Exercise task — Write the records out again, keeping each line exactly as it is.

Excerpts of pointing data

====

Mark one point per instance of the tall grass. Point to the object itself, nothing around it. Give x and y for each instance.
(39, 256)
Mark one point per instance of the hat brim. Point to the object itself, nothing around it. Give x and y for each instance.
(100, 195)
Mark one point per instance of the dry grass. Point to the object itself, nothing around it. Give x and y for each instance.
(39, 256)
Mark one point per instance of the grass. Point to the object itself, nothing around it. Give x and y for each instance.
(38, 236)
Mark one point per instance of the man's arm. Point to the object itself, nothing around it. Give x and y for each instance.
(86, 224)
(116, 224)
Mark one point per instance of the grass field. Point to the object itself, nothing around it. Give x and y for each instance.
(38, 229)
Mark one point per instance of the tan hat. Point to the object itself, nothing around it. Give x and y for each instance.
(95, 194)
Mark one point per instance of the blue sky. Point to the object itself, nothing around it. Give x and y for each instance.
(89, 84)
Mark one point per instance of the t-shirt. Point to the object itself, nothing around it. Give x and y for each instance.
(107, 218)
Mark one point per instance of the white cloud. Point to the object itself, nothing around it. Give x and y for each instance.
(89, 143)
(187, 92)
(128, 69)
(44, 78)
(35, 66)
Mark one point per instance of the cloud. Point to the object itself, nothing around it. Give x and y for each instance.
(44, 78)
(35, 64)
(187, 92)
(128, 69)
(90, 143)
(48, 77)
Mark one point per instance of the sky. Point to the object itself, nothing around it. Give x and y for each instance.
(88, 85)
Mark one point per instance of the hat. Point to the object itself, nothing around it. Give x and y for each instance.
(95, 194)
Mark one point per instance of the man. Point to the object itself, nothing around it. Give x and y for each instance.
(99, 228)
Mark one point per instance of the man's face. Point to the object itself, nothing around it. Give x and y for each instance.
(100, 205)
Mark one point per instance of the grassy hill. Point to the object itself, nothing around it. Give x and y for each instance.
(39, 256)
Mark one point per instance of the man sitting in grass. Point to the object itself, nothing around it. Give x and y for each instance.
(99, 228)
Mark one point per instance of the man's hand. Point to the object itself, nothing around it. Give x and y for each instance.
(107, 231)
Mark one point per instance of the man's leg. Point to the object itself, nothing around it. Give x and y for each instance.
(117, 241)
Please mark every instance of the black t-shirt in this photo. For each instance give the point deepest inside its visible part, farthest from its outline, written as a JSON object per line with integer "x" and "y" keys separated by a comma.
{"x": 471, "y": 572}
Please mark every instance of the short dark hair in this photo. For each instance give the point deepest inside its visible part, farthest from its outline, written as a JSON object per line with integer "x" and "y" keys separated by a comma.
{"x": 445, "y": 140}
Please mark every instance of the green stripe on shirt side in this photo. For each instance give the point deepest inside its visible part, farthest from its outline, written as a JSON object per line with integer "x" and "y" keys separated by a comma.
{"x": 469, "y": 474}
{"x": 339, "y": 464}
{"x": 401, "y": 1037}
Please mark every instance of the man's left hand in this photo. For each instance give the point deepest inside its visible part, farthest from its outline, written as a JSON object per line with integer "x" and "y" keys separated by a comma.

====

Correct response —
Mark one point per instance of the tall grass. Point to the object itself, nothing around it. Give x and y for each instance.
(39, 256)
Mark one point per instance of the hat brim. Point to the object itself, nothing around it. Give x and y for each instance.
(100, 195)
Mark one point per instance of the dry grass. Point to the object itself, nothing around it. Give x and y for each instance.
(39, 256)
Mark one point per instance of the grass. Point to the object itself, nothing around it. Give x and y for each instance.
(38, 236)
Mark one point per instance of the man's arm. Point to the object itself, nothing around it. Give x and y for each instance.
(86, 224)
(116, 224)
Mark one point per instance of the grass field. Point to the object itself, nothing around it. Give x and y for each instance.
(38, 229)
Mark one point per instance of the tan hat. Point to the object itself, nothing around it. Give x and y for each instance.
(95, 194)
Mark one point per instance of the blue sky. Point to the object itself, nothing around it. Give x and y for each instance.
(89, 84)
Mark one point per instance of the t-shirt. Point to the object itself, nothing around it. Give x and y for each instance.
(107, 218)
Mark one point per instance of the white cloud. Point to the object itself, nothing around it. Give x and y for each instance.
(89, 143)
(187, 92)
(128, 69)
(44, 78)
(35, 66)
Mark one point per instance of the cloud. Point to the object itself, nothing around it. Give x and y for each instance.
(44, 78)
(35, 64)
(187, 92)
(128, 69)
(90, 143)
(48, 77)
Mark one point per instance of the sky. Point to the object itself, nothing around it. Give x and y for each instance.
(88, 85)
Mark one point per instance of the hat. Point to the object itself, nothing around it. Give x and y for each instance.
(95, 194)
Mark one point per instance of the man. Point to the object itself, nothing around it. Give x and y for each instance.
(99, 228)
Mark one point per instance of the man's face. Point to the object itself, nothing around it. Give x and y for each instance.
(100, 205)
Mark one point per instance of the grassy hill. Point to the object itself, nothing around it. Give x and y for each instance.
(39, 256)
Mark one point per instance of the man sitting in grass. Point to the object itself, nothing around it. Give x and y for each instance.
(99, 228)
Mark one point per instance of the man's hand. Point to the object itself, nothing around it. Give x and y for each instance.
(107, 231)
Mark one point per instance of the man's leg. Point to the object itself, nothing around it. Give x and y for each instance.
(117, 241)
Please mark every instance of the black t-shirt in this photo. For each instance give the point deepest inside its visible part, farthest from its outline, written as a JSON object per line with integer "x" and "y" keys separated by a comma.
{"x": 471, "y": 572}
Please mark every instance of the short dark hair in this photo. For each instance give the point deepest inside its visible part, farthest from its outline, written as a JSON object per line with integer "x" and "y" keys separated by a comma.
{"x": 445, "y": 140}
Please mark every instance of the green stripe on shirt side in this photo. For each instance give the point deepest inside its visible part, farthest from its outline, written as a JSON object per line with integer "x" and "y" keys separated by a comma.
{"x": 469, "y": 474}
{"x": 339, "y": 464}
{"x": 401, "y": 1037}
Please mark every instance of the man's left hand in this photo. For each instance give the point deepest inside its visible part, farthest from its outline, written as a JSON object per line with integer "x" and "y" keys separated by a comma.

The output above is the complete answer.